- _Records from a collection_:
↓

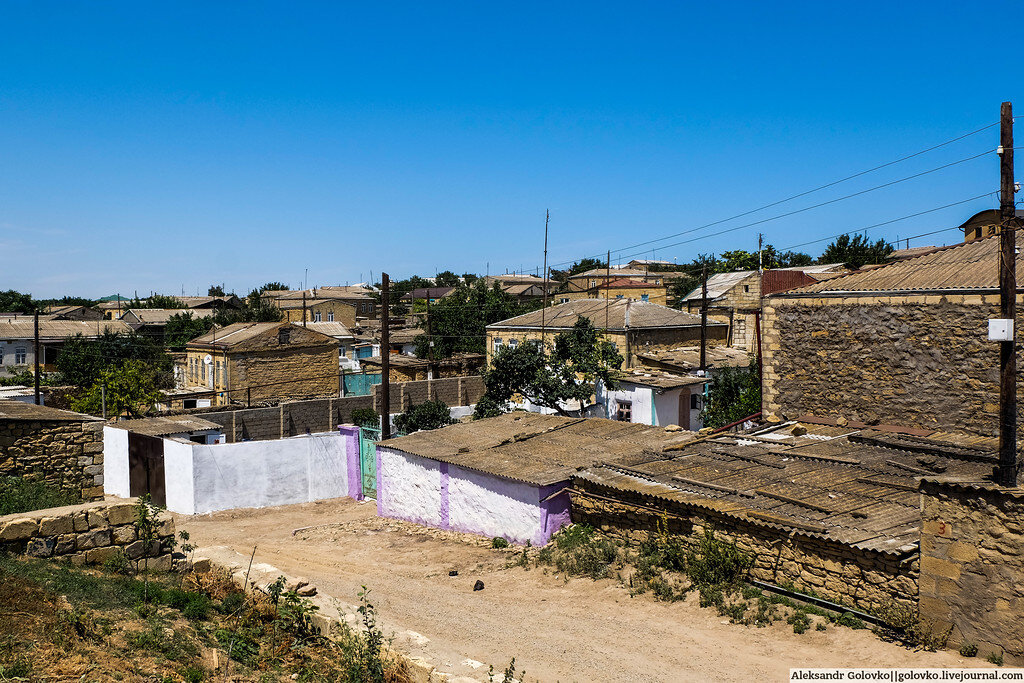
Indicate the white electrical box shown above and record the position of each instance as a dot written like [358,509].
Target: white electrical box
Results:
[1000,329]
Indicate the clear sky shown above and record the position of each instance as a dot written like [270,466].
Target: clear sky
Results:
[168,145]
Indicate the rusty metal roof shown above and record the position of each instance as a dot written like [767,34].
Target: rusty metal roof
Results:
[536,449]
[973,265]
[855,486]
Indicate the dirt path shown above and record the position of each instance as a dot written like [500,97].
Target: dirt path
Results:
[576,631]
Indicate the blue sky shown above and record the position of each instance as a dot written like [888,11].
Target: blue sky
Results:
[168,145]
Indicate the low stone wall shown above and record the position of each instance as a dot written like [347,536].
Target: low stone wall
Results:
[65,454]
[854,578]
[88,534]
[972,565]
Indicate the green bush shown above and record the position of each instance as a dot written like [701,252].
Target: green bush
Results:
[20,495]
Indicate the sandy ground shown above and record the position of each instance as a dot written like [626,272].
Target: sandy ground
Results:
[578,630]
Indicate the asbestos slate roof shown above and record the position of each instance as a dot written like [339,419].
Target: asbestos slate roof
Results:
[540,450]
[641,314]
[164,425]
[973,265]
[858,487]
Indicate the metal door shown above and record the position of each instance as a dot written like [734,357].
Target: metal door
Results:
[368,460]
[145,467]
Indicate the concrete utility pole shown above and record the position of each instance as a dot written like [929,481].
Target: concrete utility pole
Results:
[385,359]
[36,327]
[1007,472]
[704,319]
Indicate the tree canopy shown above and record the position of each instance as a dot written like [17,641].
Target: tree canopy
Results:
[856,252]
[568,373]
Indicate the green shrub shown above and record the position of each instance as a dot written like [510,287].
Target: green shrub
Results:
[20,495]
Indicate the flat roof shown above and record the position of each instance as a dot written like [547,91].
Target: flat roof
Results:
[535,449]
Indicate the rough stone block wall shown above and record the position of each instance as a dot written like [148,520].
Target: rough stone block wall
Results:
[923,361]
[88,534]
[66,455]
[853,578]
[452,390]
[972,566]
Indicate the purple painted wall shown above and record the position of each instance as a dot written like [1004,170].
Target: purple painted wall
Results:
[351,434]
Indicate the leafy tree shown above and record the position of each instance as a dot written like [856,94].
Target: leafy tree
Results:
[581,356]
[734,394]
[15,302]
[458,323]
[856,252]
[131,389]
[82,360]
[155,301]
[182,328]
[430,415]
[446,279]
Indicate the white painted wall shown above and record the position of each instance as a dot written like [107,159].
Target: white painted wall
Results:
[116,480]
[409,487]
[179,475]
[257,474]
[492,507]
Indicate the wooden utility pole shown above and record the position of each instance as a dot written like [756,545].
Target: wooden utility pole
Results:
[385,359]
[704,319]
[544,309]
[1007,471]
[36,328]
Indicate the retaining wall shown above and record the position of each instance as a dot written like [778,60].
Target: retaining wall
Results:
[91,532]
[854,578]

↑

- _Written task_: Edit the data above by replacing every "Indicate" with "Mark" and leaving everything else unchanged. Leave the pictures out of your answer.

- _The solution_:
Mark the white electrical box shown above and record the position of each instance as a dot written like [358,509].
Target: white electrical box
Results:
[1000,329]
Mark the clear sky shown above and record the position of each instance as a dot written like [270,466].
Target: clear sky
Results:
[168,145]
Mark the rusty metal roof shown above and record the position of each instance as a dot written like [767,34].
Target: rusty metal roof
Results:
[536,449]
[973,265]
[855,486]
Mark the dirt path shown above and record the position of each instance as a dot written like [500,97].
Target: dirt path
Results:
[576,631]
Mark the blue sky shown above and record the position of each instance as a dot written like [888,11].
Target: blue sky
Results:
[168,145]
Mark the low stone wall shown above and record the position of each instance as a dot written like [347,536].
Target: low stone wall
Results:
[65,454]
[854,578]
[88,534]
[972,565]
Mark the green bush shown above and record the position of each instance as a dot written like [701,252].
Target: green bush
Results:
[20,495]
Mark the sandy ground shown above and record the position of each instance as a dot written like [626,272].
Target: sandy ground
Results:
[578,630]
Mark the asbestos slate roof shown above and record the position of each instance as a dot written like [339,419].
Target: asbestos slate roof
Results:
[540,450]
[641,314]
[164,425]
[973,265]
[858,487]
Mark the metal door shown above and record the position of each instance as a dot written like [734,357].
Target: metal door
Results:
[368,460]
[145,467]
Mark the concrete utility pole shown above and record the position of each instance as a dot written like [929,481].
Target: concrete utility pole
Results:
[385,359]
[36,327]
[1007,472]
[704,319]
Mark the tree canopy shown above and record the position of each instance as a dot written like [17,641].
Target: tree canopy
Results:
[856,252]
[568,373]
Mark the green shrub shown above and record the position of each instance as a dot written like [510,287].
Target: green shrub
Results:
[20,495]
Mark the flat roof shown above and record the position of each instance as a dot written like [547,91].
Target: flat roof
Results:
[535,449]
Mark the rough stone block wall shown above and record the position of each instance as a dot written like [148,520].
Target: rough stone block wall
Results:
[923,361]
[88,534]
[66,455]
[853,578]
[452,390]
[972,566]
Mark the purple painted wall shown above and record the position of each instance as a dot written like [1004,170].
Target: purple painted wall
Results:
[351,434]
Mark the leafy tree shown above and record the position of each instance as a dot written like [856,94].
Target: leafy tree
Results:
[581,356]
[734,394]
[15,302]
[458,323]
[856,252]
[131,389]
[82,360]
[155,301]
[182,328]
[430,415]
[446,279]
Mark the white painted wall shown above and record the position of each instance as a dot written like [107,159].
Target: white painted wall
Results:
[116,480]
[409,487]
[179,475]
[257,474]
[492,507]
Mark the wooden utility pole shown above and record the position of each instance as a dot written like [756,545].
Target: wooden utility pole
Results:
[385,359]
[704,319]
[544,309]
[1007,471]
[36,328]
Mark the retaining wall shown above and record the position of each instance as a dot written like [778,60].
Target: retaining wall
Results:
[91,532]
[854,578]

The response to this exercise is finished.